• **Extract**:
● ● ● ●

Skip to main content

GATES Evening talk - Regulating human relationship with nature: role of empirical reality & participatory lawmaking

GATES Talks / Recherche

On 11 June 2024

Evening talk Gates - Supriya Routh 11 juin 2024

As part of the GATES project, an evening talk will be presented by Supriya Routh, associate professor of the University of British Columbia and MaCI Senior Research Fellow.

There is a disjuncture between the traditional narrative of the human-nature relationship in the common law and how that relationship is understood on the basis of empirical evidence offered by natural sciences. The common law (English, judge-made law) discerns human-nature relationship as a relationship of domination and subservience – human mastery over nature. This knowledge of the relationship in the common law tradition has particular significance for normative ordering of property, labour and economic development. In this talk, I argue that the continued authenticity of the common law in socio-ecological ordering of the human-nature relationship is conditional upon its willingness to subject its epistemological foundation to empirical verification.

Subjecting the foundational values of a legal system to external evaluation is an explicitly reconstructive project, which needs to recognize and take seriously the role of expansive participation in making sense of (i.e., interpreting) the scientific principles of human-nature relationship in the practical realities of social complexities, including social inequalities and principles of social justice. I suggest that it is through participatory lawmaking – legislating – that the common law’s archaic foundations could be revised. However, deliberative participation beyond the formal representative institutions is necessary in order to effectively learn from and draw on diverse traditions that are more attuned to the realities of human-nature relationships.

● ● ● ●

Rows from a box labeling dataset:
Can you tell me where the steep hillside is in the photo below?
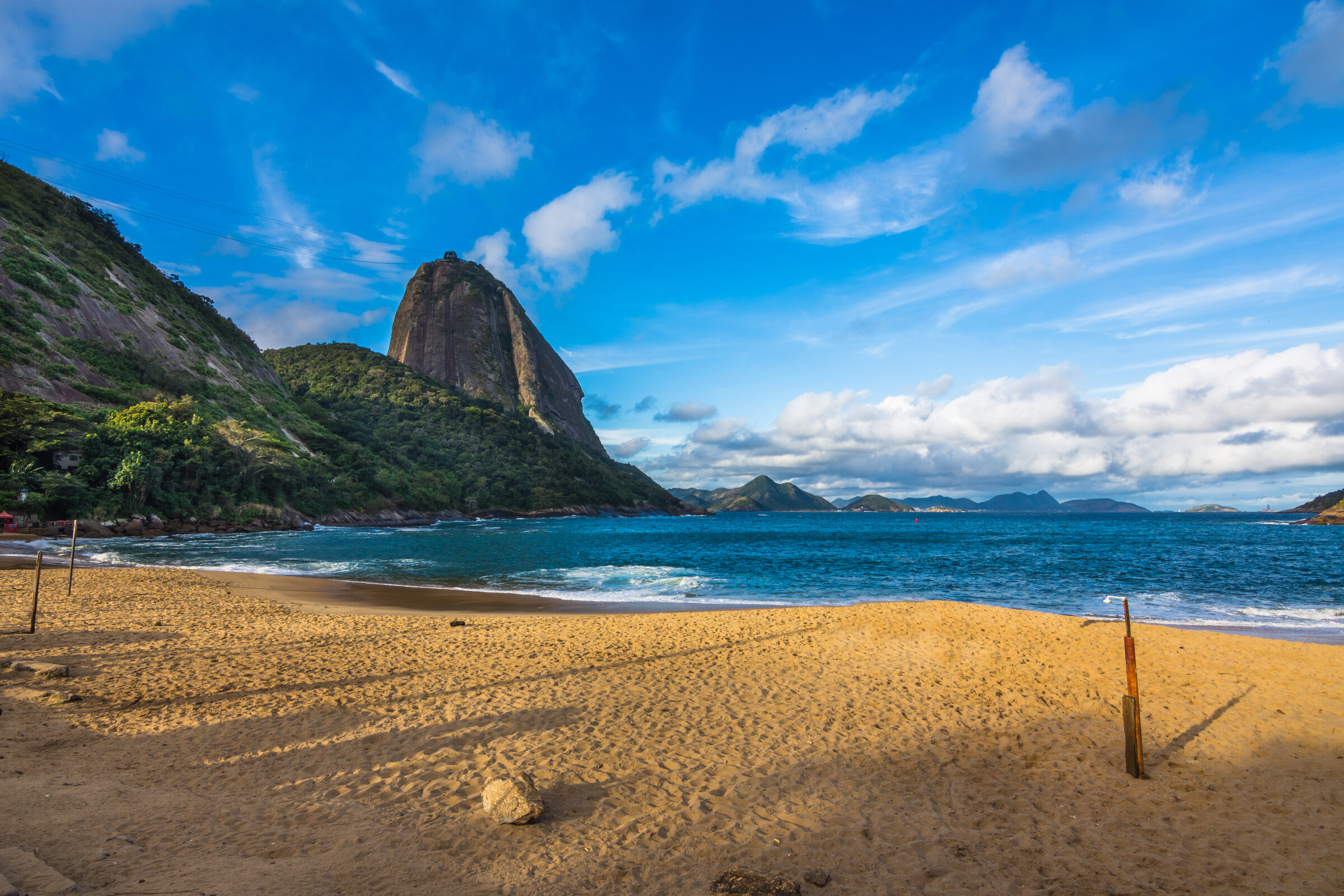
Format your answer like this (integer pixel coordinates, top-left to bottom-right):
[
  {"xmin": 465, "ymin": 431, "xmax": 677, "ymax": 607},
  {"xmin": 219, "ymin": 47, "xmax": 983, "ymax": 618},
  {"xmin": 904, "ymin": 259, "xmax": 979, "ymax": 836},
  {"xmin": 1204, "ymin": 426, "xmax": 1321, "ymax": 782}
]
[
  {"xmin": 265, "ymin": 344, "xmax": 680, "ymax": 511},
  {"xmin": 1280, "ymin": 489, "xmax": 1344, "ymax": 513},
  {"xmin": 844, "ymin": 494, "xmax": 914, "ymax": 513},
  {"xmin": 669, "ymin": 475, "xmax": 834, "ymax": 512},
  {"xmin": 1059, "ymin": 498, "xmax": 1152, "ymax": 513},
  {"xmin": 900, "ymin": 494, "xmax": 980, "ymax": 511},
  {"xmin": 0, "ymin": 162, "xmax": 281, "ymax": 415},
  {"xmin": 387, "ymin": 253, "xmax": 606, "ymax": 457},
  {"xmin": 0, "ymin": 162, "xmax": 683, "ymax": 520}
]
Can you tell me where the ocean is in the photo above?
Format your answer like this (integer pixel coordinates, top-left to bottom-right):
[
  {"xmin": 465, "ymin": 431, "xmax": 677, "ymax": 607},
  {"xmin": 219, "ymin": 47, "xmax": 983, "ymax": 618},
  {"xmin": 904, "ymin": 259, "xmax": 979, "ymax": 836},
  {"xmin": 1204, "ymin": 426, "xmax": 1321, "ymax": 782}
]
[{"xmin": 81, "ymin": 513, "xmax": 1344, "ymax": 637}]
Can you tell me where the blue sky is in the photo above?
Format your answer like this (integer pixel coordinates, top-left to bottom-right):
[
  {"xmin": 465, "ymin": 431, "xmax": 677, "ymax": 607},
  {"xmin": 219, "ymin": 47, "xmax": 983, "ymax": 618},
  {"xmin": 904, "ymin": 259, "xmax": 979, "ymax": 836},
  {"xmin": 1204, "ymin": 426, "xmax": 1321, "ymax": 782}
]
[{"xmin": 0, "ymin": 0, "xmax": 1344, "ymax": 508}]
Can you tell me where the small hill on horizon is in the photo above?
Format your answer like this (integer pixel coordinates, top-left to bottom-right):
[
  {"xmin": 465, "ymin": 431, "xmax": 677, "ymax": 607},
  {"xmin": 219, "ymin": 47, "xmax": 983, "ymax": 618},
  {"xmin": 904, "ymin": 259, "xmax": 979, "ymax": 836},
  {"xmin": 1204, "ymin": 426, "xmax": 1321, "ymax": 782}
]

● ● ● ●

• **What you will do**:
**A)** Retype the part of the GATES talk announcement from "GATES Evening talk" to "Senior Research Fellow.".
**B)** According to the GATES talk announcement, why is deliberative participation beyond the formal representative institutions necessary?
**C)** The GATES talk announcement says the common law's understanding of the human-nature relationship is significant for the normative ordering of certain areas. List those areas.

• **Answers to each task**:
**A)**
GATES Evening talk - Regulating human relationship with nature: role of empirical reality & participatory lawmaking

GATES Talks / Recherche

On 11 June 2024

Evening talk Gates - Supriya Routh 11 juin 2024

As part of the GATES project, an evening talk will be presented by Supriya Routh, associate professor of the University of British Columbia and MaCI Senior Research Fellow.

**B)** It is needed to effectively learn from and draw on diverse traditions that are more attuned to the realities of human-nature relationships.

**C)** Property, labour, and economic development.